◆ Task prompt: Reproduce every one of the following rows verbatim, omitting the pictures.

◆ Dataset:
--------------------

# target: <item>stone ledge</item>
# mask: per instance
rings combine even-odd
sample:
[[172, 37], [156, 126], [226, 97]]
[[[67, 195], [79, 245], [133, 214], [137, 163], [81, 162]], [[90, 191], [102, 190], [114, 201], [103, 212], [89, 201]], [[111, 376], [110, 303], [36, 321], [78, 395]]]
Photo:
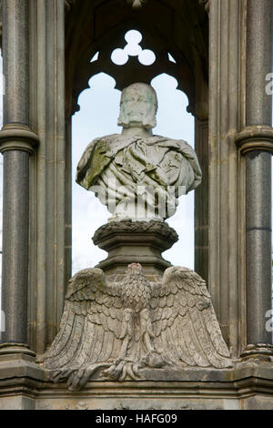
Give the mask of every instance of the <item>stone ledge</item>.
[[43, 370], [35, 364], [35, 370], [28, 363], [17, 364], [15, 372], [15, 361], [10, 362], [5, 376], [1, 364], [3, 362], [0, 409], [273, 410], [272, 363], [243, 362], [228, 370], [184, 369], [167, 373], [145, 369], [145, 381], [96, 380], [73, 392], [66, 383], [46, 382]]

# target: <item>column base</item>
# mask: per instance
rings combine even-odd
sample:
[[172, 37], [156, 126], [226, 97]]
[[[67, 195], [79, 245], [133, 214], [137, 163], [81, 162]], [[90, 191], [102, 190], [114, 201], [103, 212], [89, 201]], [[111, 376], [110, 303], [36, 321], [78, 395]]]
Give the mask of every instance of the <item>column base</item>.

--------------------

◆ Solution for this problem:
# target: <item>stone ledge</item>
# mask: per instance
rings combine even-odd
sample:
[[172, 37], [156, 126], [226, 97]]
[[[67, 195], [79, 245], [133, 214], [137, 163], [81, 162]], [[90, 191], [102, 190], [114, 201], [103, 212], [89, 201]], [[111, 376], [110, 303], [36, 321], [78, 395]]]
Photo:
Give the mask of every instance of the <item>stone ledge</item>.
[[43, 370], [35, 364], [35, 370], [28, 363], [17, 364], [15, 372], [15, 361], [10, 362], [5, 376], [1, 364], [3, 362], [0, 409], [273, 410], [272, 363], [243, 362], [228, 370], [184, 369], [167, 373], [145, 369], [145, 381], [96, 380], [73, 392], [66, 383], [46, 382]]

# target: <item>column base</item>
# mask: per instance
rings combine even-odd
sample:
[[172, 37], [156, 126], [226, 97]]
[[[67, 195], [79, 245], [133, 214], [137, 163], [81, 162]], [[90, 191], [102, 190], [114, 201], [103, 212], [89, 201]], [[111, 376], [110, 303], [36, 321], [78, 395]]]
Give the mask of every instance of the <item>column base</item>.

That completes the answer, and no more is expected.